This was the first time that a federal court reviewed OFAC’s designation of a decentralized mixer, and came on the heels of OFAC sanctioning Tornado Cash in 2022. Then, it found that the mixer was used in a number of multimillion-dollar virtual currency thefts, including a $455 million heist by Lazarus Group, a Democratic People’s Republic of Korea state-sponsored hacking group. OFAC determined that since Tornado Cash’s creation in 2019, it had laundered over $7 billion in virtual currency. In issuing the designation, OFAC indicated that Tornado Cash had failed to institute controls to prevent its involvement in money-laundering transactions. 

The district court’s decision raises significant legal questions related to OFAC’s authority and the Fifth Amendment takings clause, as well as implications for the growing decentralized finance (DeFi) industry more broadly.

Key arguments

The plaintiffs argued that OFAC violated the Administrative Procedures Act (APA), the First Amendment’s free speech clause and the Fifth Amendment’s takings clause.

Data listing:
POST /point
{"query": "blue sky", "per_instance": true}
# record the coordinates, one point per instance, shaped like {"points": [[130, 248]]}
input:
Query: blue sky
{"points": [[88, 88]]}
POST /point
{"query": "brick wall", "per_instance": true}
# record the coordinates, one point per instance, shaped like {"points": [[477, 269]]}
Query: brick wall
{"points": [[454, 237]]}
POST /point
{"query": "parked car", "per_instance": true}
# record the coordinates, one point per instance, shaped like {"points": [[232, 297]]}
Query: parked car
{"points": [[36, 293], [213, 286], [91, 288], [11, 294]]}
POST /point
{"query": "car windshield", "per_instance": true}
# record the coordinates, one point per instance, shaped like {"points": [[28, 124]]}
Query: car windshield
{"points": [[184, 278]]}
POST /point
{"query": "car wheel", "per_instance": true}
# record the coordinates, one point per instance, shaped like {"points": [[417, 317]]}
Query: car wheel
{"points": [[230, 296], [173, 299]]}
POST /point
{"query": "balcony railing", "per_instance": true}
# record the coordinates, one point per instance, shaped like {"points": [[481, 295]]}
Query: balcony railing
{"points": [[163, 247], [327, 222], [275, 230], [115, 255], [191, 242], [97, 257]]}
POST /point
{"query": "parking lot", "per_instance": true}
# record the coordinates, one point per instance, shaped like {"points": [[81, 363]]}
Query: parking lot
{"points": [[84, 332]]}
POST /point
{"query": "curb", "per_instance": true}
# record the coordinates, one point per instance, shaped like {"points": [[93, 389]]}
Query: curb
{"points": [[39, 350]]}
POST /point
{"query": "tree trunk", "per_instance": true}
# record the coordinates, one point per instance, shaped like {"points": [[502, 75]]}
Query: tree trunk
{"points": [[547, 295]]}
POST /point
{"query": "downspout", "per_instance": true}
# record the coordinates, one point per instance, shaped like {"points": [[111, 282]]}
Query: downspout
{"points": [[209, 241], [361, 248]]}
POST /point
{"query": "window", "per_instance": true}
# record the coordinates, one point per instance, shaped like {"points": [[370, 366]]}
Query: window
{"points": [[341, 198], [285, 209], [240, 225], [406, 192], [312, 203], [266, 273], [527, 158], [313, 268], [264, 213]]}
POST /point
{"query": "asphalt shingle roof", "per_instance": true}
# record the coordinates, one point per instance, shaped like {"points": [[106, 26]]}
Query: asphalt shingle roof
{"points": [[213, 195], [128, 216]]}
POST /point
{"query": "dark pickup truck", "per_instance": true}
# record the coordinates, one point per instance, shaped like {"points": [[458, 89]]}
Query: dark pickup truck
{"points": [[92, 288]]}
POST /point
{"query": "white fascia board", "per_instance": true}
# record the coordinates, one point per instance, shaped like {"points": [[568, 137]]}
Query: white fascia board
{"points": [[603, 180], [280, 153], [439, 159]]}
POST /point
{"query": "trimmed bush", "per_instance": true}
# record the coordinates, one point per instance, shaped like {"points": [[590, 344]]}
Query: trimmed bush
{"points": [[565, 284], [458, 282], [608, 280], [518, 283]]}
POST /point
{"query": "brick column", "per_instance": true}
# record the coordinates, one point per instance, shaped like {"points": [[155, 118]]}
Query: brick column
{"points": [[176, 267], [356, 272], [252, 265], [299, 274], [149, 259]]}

(WHAT THIS EXERCISE ASKS):
1) For each statement below, say whether it agrees with the passage on the Tornado Cash court ruling. Answer yes or no and quote the words from the passage that decide it.
(a) OFAC found that Tornado Cash had laundered more than $7 billion in virtual currency since it was created in 2019.
(b) The plaintiffs claimed OFAC violated the Second Amendment.
(c) OFAC sanctioned Tornado Cash in 2019.
2) Write the next part of the passage on the Tornado Cash court ruling, picking up after its final sentence.

(EXPECTED ANSWERS):
1)
(a) Yes: "OFAC determined that since Tornado Cash’s creation in 2019, it had laundered over $7 billion in virtual currency."
(b) No: "The plaintiffs argued that OFAC violated the Administrative Procedures Act (APA), the First Amendment’s free speech clause and the Fifth Amendment’s takings clause."
(c) No: "came on the heels of OFAC sanctioning Tornado Cash in 2022."

2)
APA challenge 

According to the plaintiffs, OFAC exceeded its authority by including Tornado Cash on its SDN list because Tornado Cash is not a foreign “national” or “person” within the meaning of the International Emergency Economic Powers Act (IEEPA). Further, the plaintiffs argued that even if Tornado Cash is a properly designated entity, it lacks a property interest in the deployed smart contracts that OFAC blocked. 

The court acknowledged that “person” has been defined in the regulations to mean an “individual or entity,” which, in turn, includes “a partnership, association, trust, joint venture, corporation, subgroup or other organization.” The court found that based on the plain meaning of “association,” OFAC need only establish: “(1) that Tornado Cash consists of a body of individuals, and (2) that this body furthers a common purpose.” Ultimately, the court found that Tornado Cash is an association and therefore can be designated. It held that “[s]ubstantial evidence supports the argument that founders, developers and DAO [decentralized autonomous organization] constitute ‘[a] body of persons who have combined to execute [the] common purpose’ of developing, promoting, and governing Tornado Cash.”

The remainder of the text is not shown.